[Dataset entries]
--------------------

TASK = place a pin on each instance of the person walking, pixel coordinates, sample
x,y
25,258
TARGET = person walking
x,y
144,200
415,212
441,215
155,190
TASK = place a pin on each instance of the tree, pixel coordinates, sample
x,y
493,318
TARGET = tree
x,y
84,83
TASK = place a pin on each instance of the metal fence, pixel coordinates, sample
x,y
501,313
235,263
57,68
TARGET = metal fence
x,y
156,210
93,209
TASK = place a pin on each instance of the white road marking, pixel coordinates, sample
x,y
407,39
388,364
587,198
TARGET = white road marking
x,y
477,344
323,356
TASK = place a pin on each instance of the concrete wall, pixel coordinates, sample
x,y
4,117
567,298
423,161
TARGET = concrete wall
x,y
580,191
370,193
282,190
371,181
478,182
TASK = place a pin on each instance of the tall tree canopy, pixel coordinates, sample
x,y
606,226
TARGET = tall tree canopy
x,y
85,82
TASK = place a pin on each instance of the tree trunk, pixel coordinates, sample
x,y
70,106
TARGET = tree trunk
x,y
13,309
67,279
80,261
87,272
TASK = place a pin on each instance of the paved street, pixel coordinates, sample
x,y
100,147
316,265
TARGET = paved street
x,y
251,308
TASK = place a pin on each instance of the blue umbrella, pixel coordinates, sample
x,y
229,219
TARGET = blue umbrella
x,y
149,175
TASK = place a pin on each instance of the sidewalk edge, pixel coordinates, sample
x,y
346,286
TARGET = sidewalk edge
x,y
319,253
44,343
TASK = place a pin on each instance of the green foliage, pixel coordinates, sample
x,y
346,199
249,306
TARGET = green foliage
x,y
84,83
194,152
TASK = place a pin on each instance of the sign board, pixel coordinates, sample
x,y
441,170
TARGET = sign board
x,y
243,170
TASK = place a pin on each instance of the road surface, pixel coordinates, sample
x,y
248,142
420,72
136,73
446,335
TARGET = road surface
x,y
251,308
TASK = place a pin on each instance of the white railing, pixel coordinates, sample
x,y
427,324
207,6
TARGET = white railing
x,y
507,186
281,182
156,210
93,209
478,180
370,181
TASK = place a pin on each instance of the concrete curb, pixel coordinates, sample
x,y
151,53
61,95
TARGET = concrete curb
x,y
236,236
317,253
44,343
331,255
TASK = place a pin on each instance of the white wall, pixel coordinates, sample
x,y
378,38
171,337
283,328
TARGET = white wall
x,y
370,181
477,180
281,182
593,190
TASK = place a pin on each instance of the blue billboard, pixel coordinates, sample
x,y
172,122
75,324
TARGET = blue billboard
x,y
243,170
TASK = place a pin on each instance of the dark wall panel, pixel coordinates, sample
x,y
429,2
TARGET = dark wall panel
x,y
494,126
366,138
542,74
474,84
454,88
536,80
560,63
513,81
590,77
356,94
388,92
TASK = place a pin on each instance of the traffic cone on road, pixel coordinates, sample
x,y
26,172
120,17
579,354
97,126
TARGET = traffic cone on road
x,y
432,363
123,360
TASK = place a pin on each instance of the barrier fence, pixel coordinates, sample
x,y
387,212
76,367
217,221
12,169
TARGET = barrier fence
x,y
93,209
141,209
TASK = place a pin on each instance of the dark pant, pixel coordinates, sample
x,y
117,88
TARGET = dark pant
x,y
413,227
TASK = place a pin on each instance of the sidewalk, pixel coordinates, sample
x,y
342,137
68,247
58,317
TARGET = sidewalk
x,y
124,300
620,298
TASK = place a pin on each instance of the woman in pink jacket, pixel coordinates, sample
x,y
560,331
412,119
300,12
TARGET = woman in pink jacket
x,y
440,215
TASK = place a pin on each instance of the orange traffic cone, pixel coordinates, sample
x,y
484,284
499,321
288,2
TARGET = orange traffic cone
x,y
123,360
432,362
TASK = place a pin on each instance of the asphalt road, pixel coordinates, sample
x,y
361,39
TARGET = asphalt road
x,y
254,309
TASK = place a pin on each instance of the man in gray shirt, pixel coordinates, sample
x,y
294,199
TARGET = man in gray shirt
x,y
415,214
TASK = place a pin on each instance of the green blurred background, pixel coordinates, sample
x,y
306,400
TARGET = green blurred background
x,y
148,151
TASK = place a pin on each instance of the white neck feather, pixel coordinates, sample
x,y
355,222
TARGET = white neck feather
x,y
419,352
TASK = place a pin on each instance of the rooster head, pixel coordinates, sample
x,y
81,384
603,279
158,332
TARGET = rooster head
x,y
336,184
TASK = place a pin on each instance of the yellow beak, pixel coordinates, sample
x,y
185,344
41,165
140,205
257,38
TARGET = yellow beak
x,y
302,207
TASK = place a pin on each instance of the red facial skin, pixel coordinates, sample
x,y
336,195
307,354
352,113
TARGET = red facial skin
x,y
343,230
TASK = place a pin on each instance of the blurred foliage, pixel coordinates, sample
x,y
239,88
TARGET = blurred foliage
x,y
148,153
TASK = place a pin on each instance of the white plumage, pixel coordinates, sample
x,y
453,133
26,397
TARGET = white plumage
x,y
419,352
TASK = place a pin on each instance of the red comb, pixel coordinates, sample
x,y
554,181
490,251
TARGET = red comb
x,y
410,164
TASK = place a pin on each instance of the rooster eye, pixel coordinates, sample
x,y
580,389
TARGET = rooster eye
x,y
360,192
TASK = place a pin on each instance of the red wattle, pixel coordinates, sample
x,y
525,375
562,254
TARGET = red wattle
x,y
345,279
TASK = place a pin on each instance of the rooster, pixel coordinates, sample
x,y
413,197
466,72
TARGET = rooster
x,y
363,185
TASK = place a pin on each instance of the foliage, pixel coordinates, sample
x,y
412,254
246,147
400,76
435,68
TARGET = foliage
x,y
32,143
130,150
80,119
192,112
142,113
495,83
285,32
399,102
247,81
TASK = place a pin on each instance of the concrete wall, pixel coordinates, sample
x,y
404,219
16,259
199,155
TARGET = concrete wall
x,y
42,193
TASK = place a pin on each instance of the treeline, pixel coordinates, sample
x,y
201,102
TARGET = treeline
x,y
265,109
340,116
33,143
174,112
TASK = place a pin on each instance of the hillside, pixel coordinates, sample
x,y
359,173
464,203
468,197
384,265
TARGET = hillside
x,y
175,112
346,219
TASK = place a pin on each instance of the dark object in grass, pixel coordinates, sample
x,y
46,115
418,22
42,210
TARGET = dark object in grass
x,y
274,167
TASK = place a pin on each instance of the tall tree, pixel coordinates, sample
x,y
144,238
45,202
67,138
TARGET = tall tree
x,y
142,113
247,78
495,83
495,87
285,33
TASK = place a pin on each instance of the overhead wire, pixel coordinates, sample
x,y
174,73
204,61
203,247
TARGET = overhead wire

--------------------

Assignment:
Set down each line exactly as it appears in the data.

Response to this task:
TASK = place a pin on each instance of the person walking, pixel coordinates, sample
x,y
25,258
TARGET = person walking
x,y
144,200
415,212
441,215
155,190
TASK = place a pin on each instance of the tree, pixel coordinates, sample
x,y
493,318
TARGET = tree
x,y
84,83
TASK = place a pin on each instance of the metal fence, pixel coordinates, sample
x,y
501,313
235,263
57,68
TARGET = metal fence
x,y
156,210
93,209
TASK = place a pin on each instance of the white road marking, pixel coordinates, sample
x,y
407,39
388,364
587,198
TARGET = white road marking
x,y
477,344
323,356
TASK = place a pin on each instance of the concrete wall, pixel coordinates, sample
x,y
4,117
567,298
423,161
TARGET = concrete wall
x,y
580,191
370,193
282,190
371,181
478,182
TASK = place a pin on each instance of the tall tree canopy, pixel coordinates, sample
x,y
606,226
TARGET = tall tree canopy
x,y
85,82
TASK = place a pin on each instance of the tree trunk, pixel coordinates, sample
x,y
70,106
TARGET = tree trunk
x,y
13,309
67,279
80,261
87,272
TASK = place a pin on each instance of the paved street, pixel coordinates, sample
x,y
100,147
316,265
TARGET = paved street
x,y
251,308
TASK = place a pin on each instance of the blue umbrella, pixel coordinates, sample
x,y
229,219
TARGET = blue umbrella
x,y
149,175
TASK = place a pin on each instance of the sidewalk edge, pixel coordinates, sample
x,y
346,286
TARGET = sidewalk edge
x,y
319,253
44,343
TASK = place a pin on each instance of the green foliage, pixel coordinates, sample
x,y
346,199
249,306
TARGET = green foliage
x,y
84,83
194,152
TASK = place a pin on each instance of the sign board, pixel coordinates, sample
x,y
441,170
TARGET = sign board
x,y
243,170
TASK = place a pin on each instance of the road surface, pixel coordinates, sample
x,y
248,142
420,72
136,73
446,335
TARGET = road surface
x,y
251,308
TASK = place a pin on each instance of the white railing, pixel coordinates, sample
x,y
427,324
207,6
TARGET = white railing
x,y
507,186
281,182
156,210
93,209
478,180
370,181
TASK = place a pin on each instance of the concrete curb, pixel coordinates, sample
x,y
151,53
61,95
TARGET = concrete curb
x,y
236,236
317,253
44,343
331,255
TASK = place a pin on each instance of the white wall, pixel coordinates, sample
x,y
378,38
171,337
283,328
TARGET = white wall
x,y
370,181
477,180
281,182
593,190
TASK = place a pin on each instance of the blue billboard, pixel coordinates, sample
x,y
172,122
75,324
TARGET = blue billboard
x,y
243,170
TASK = place a pin on each instance of the dark wall panel, pixel coordinates, sample
x,y
429,2
TARGET = dark wall panel
x,y
494,126
366,138
542,74
474,84
454,88
536,80
560,63
513,81
590,77
356,94
388,92
TASK = place a pin on each instance of the traffic cone on road, pixel coordinates, sample
x,y
26,172
120,17
579,354
97,126
TARGET = traffic cone on road
x,y
432,363
123,360
TASK = place a pin on each instance of the barrier fence, pixel coordinates, sample
x,y
387,212
76,367
217,221
12,169
TARGET = barrier fence
x,y
93,209
141,209
TASK = place a pin on each instance of the dark pant, pixel coordinates, sample
x,y
117,88
TARGET = dark pant
x,y
413,227
TASK = place a pin on each instance of the sidewalk, pixel coordinates, sample
x,y
342,137
68,247
58,317
TARGET = sidewalk
x,y
124,300
620,298
TASK = place a pin on each instance of the woman in pink jacket, pixel coordinates, sample
x,y
560,331
412,119
300,12
TARGET = woman in pink jacket
x,y
440,215
TASK = place a pin on each instance of the orange traffic cone, pixel coordinates, sample
x,y
484,284
499,321
288,2
TARGET = orange traffic cone
x,y
123,360
432,362
TASK = place a pin on each instance of the asphalt road, pixel coordinates, sample
x,y
361,39
TARGET = asphalt road
x,y
254,309
TASK = place a pin on each instance of the man in gray shirt, pixel coordinates, sample
x,y
294,199
TARGET = man in gray shirt
x,y
415,214
TASK = place a pin on each instance of the green blurred background, pixel coordinates, sample
x,y
306,400
TARGET = green blurred background
x,y
148,151
TASK = place a pin on each instance of the white neck feather, pixel coordinates, sample
x,y
355,222
TARGET = white neck feather
x,y
419,352
TASK = place a pin on each instance of the rooster head, pixel coordinates, sample
x,y
81,384
603,279
158,332
TARGET = rooster head
x,y
336,184
TASK = place a pin on each instance of the yellow beak, pixel coordinates, sample
x,y
185,344
41,165
140,205
257,38
TARGET = yellow beak
x,y
302,207
TASK = place a pin on each instance of the red facial skin, pixel coordinates, sample
x,y
336,195
307,354
352,113
TARGET = red facial skin
x,y
343,230
TASK = place a pin on each instance of the blurred foliage, pixel coordinates, sample
x,y
239,88
TARGET = blurred foliage
x,y
148,153
TASK = place a pin on each instance of the white plumage, pixel coordinates, sample
x,y
453,133
26,397
TARGET = white plumage
x,y
419,352
TASK = place a pin on each instance of the red comb, pixel coordinates, sample
x,y
554,181
490,251
TARGET = red comb
x,y
410,164
TASK = place a pin on each instance of the rooster eye, pixel coordinates, sample
x,y
580,389
TARGET = rooster eye
x,y
360,192
TASK = place a pin on each instance of the red wattle, pixel coordinates, sample
x,y
525,375
562,254
TARGET = red wattle
x,y
345,279
TASK = place a pin on each instance of the rooster, pixel coordinates, sample
x,y
413,197
466,72
TARGET = rooster
x,y
363,185
TASK = place a pin on each instance of the foliage, pixel coordinates, sample
x,y
412,254
246,147
400,76
435,68
TARGET = foliage
x,y
32,143
130,150
80,119
192,112
142,113
495,83
285,32
399,102
247,81
TASK = place a pin on each instance of the concrete wall, pixel coordinates, sample
x,y
404,219
16,259
199,155
TARGET = concrete wall
x,y
42,193
TASK = place a pin on each instance of the treeline, pixel coordinates, sample
x,y
201,102
TARGET = treeline
x,y
265,109
340,116
33,143
174,112
TASK = place a pin on each instance of the hillside, pixel coordinates, sample
x,y
359,173
464,203
468,197
384,265
TARGET = hillside
x,y
175,112
346,219
TASK = place a pin on each instance of the dark object in grass, pixel coordinates, sample
x,y
46,115
418,22
42,210
TARGET = dark object in grass
x,y
274,167
TASK = place a pin on each instance of the tall tree, pixel coordinates, sample
x,y
144,238
45,202
67,138
TARGET = tall tree
x,y
142,113
247,78
495,83
495,87
285,33
TASK = place a pin on each instance of the overhead wire, pixel coordinates, sample
x,y
174,73
204,61
203,247
TARGET = overhead wire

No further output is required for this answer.